— Activity —
Nothing but the lines from the one with "Exercise. Put one point on each instance of the dog's front" down to the one with "Exercise. Put one point on each instance of the dog's ear" should be returned, exactly and with both ends included, from the material below.

— Supplied data —
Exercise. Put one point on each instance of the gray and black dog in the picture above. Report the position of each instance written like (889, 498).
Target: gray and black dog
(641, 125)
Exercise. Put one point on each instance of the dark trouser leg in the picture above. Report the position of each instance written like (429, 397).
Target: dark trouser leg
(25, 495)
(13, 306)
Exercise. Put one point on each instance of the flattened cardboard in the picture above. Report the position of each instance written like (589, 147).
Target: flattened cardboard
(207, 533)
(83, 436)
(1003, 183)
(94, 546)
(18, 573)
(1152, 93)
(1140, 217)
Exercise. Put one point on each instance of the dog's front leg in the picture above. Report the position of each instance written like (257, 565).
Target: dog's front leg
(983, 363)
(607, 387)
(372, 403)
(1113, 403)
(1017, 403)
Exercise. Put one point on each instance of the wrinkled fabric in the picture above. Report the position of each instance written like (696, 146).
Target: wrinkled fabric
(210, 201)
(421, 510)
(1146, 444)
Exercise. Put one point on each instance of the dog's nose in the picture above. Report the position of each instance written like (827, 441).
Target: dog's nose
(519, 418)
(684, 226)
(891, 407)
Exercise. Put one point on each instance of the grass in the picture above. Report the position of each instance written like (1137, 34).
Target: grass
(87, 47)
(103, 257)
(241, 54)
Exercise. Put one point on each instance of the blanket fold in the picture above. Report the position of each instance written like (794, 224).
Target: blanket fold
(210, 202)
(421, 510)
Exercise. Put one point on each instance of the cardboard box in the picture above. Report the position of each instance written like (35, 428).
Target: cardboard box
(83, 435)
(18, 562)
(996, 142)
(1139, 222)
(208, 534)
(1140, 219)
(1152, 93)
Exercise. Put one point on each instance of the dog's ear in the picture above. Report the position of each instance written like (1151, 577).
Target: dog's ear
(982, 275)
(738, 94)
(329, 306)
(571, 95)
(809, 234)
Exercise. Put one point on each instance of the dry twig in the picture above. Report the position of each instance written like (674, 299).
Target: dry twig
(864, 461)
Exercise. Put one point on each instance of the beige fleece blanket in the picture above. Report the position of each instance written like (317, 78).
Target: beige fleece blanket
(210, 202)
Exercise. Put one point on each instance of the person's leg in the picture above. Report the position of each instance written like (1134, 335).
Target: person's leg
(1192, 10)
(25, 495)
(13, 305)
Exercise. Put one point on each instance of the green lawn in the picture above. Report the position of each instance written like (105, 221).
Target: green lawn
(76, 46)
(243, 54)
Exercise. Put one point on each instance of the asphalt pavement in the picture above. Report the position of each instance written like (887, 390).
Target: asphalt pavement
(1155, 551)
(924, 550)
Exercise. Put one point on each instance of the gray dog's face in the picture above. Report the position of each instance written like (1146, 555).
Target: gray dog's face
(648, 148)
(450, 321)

— Response box —
Exercise. Put one point on each instance of the dog's front leg in the picture above. Report the position of each instance written like (257, 565).
Target: dog's front leg
(983, 363)
(607, 387)
(372, 403)
(1113, 403)
(1017, 403)
Exercise. Put one point on each instance of the wrinkled fabric in the picture above. Report the position of each instance written like (696, 146).
Target: wrinkled fabric
(210, 201)
(421, 510)
(1146, 444)
Exercise. Put one point on each instance of the dog's nose in the picture above. Report the position of each instance written like (827, 441).
Target: dog's nose
(519, 418)
(684, 226)
(891, 407)
Exercise. Put one point on each instance of the grass in the picture above. Report the position of each instance written like (1137, 34).
Target: grass
(87, 47)
(103, 257)
(241, 54)
Exercise. Put one point on each instance of the blanket fold in the picture above. Report the position of each instance written like (794, 224).
Target: blanket fold
(210, 202)
(421, 510)
Exercise. Put one point on each instance of the cardboard box in the picture above. Report the position of each instance written like (35, 428).
Target: cardboard box
(83, 435)
(18, 562)
(996, 142)
(1139, 222)
(208, 534)
(1140, 219)
(1152, 93)
Exercise. Put one point on each instance of the dog's ear in the picture above. Report the position of each instance written like (1151, 577).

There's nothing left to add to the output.